§ Information given

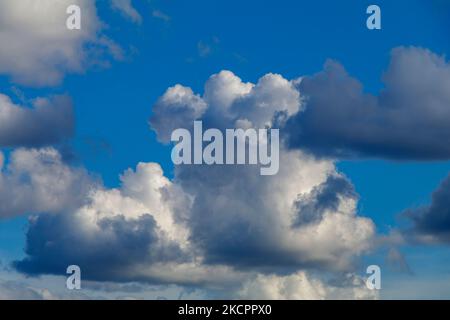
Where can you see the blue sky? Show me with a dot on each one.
(191, 40)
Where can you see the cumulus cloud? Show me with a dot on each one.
(38, 49)
(49, 121)
(127, 9)
(409, 119)
(214, 227)
(431, 223)
(37, 180)
(241, 219)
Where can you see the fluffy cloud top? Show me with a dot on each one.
(214, 227)
(49, 121)
(38, 49)
(410, 119)
(36, 181)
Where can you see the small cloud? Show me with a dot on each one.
(158, 14)
(204, 49)
(127, 9)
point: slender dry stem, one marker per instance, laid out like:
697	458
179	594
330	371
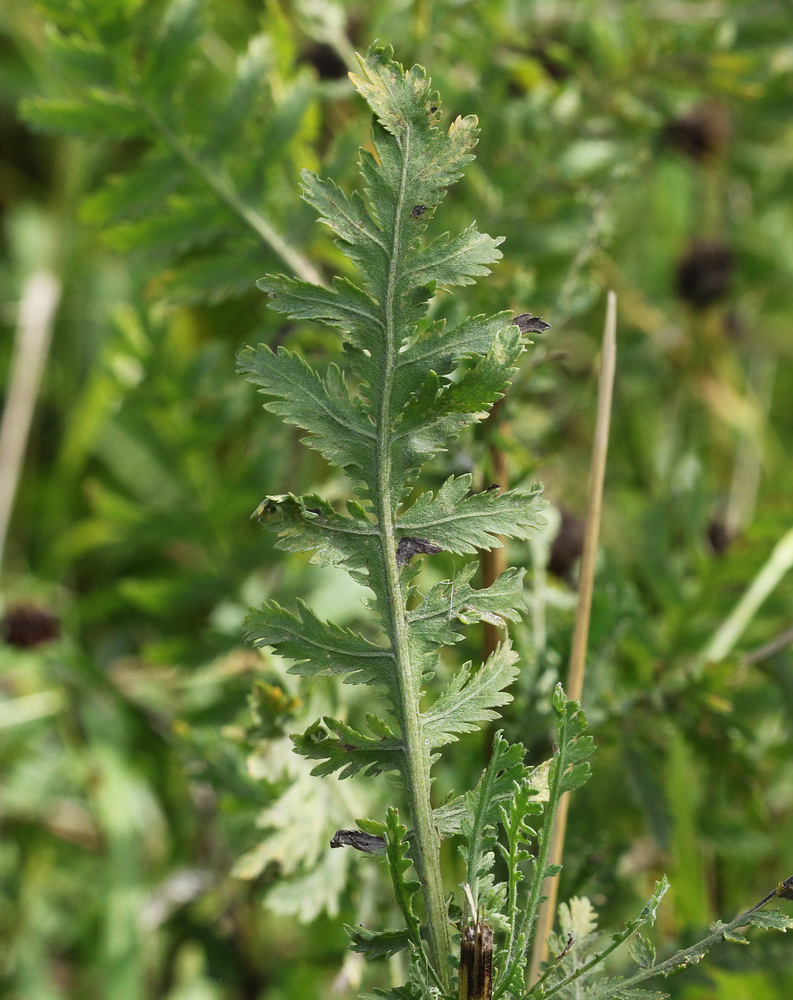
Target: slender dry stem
37	307
575	676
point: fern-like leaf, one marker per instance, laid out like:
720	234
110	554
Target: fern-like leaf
471	698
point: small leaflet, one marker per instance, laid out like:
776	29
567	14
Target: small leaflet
409	547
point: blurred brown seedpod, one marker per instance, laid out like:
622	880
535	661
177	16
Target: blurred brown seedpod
27	626
700	134
567	546
704	273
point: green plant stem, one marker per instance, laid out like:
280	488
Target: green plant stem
680	960
224	191
416	770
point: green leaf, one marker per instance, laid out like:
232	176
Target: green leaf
338	425
455	260
399	863
98	113
642	952
454	603
310	524
770	920
463	524
480	807
471	698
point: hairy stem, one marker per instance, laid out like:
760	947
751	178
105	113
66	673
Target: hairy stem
416	769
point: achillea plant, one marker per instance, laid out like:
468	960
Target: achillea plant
410	387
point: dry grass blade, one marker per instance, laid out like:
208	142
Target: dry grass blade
575	677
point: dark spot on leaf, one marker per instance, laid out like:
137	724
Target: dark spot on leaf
785	889
409	547
27	626
365	842
704	273
527	323
703	132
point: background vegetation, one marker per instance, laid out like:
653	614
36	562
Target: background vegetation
158	837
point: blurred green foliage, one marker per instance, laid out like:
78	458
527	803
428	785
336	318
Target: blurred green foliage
158	837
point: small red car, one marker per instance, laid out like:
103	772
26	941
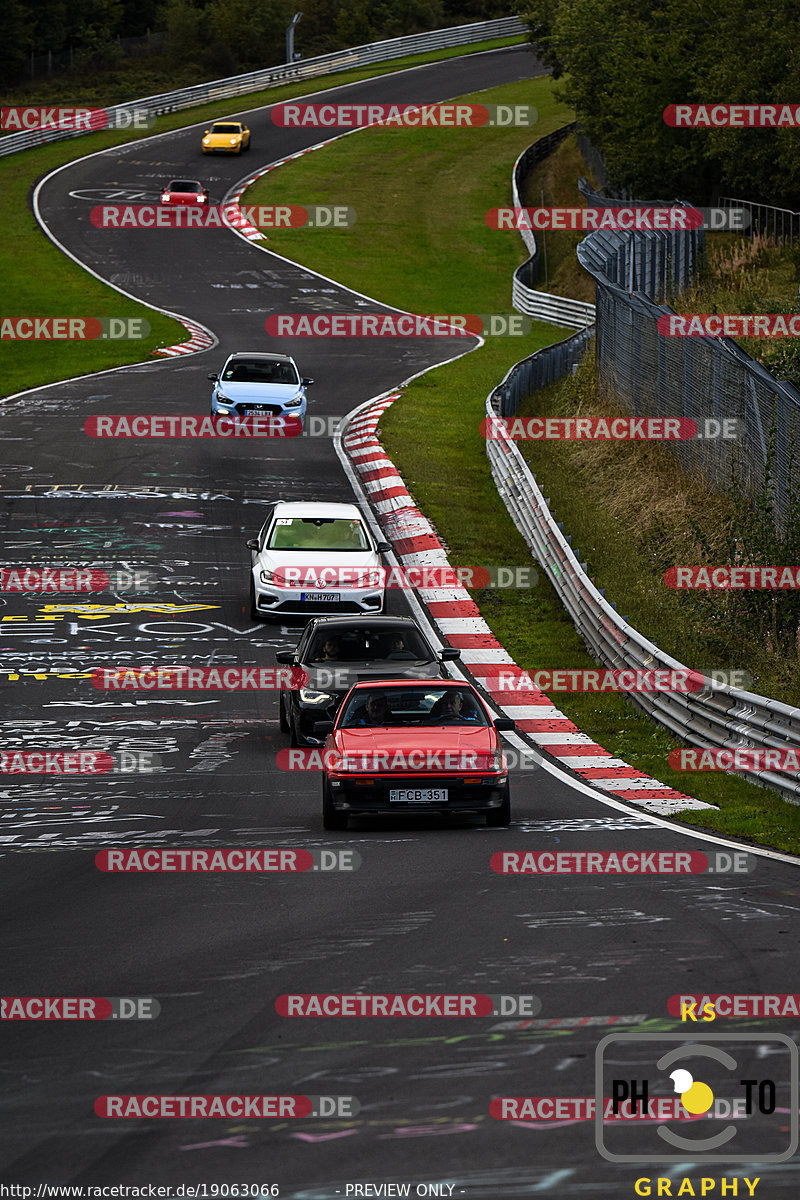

§ Exercise instructions
In the copy, each entry above must match exactly, and no picture may be carried over.

§ Task output
Where can you see the blue sky? Show me with a dot on each one.
(191, 40)
Where can you see the cumulus cloud? Show me with a dot on each one.
(38, 49)
(49, 121)
(127, 9)
(409, 119)
(214, 227)
(431, 223)
(37, 180)
(241, 219)
Where can you see the fluffy cloud top? Show me with a dot on each one.
(214, 227)
(49, 121)
(38, 49)
(410, 119)
(36, 181)
Where can you see the small cloud? Show me with a dot on each one.
(158, 14)
(204, 49)
(127, 9)
point: slender dry stem, one marker per instance, laid out like:
697	458
179	594
330	371
Target: slender dry stem
37	307
575	676
point: fern-like leaf, one marker per instance, laid out like:
720	234
110	554
Target: fern-like leaf
471	698
point: small leaflet, one marker per instance, laid out like:
776	29
567	14
Target: small leaflet
409	547
point: blurred brown seedpod, one marker per instance, laid out like:
622	880
535	661
177	16
Target: blurred brown seedpod
27	626
700	134
567	546
704	273
point: green plant stem, one marker per instance, laid out like:
280	488
Target: green plant stem
680	960
224	191
416	770
point: green leaf, one marker per instance, laid out like:
232	176
Target: green leaf
338	425
455	260
399	863
98	113
642	952
454	603
310	524
770	920
463	524
480	807
471	698
point: hairy stem, one marker per instance, laid out like:
760	947
751	178
105	113
66	673
Target: hairy stem
416	769
point: achillea plant, one marker per instance, laid out like:
468	960
Target: achillea plant
410	387
point: dry grass blade, one marker per instance, laid out like:
208	142
Target: dry grass blade
575	677
point: dark spot on leaf, one marker per instance, laid out like:
137	724
Target: dark spot on leaf
785	889
409	547
27	626
365	842
704	273
527	323
703	132
point: background vegetation, one marker per instance, laid out like:
653	614
36	562
Target: background vegetation
158	837
point: blurred green foliage, one marker per instance, laid out like:
78	458
527	803
428	785
336	318
Target: blurred green foliage
158	837
point: small red car, one marker per instance, laid out like:
103	772
26	941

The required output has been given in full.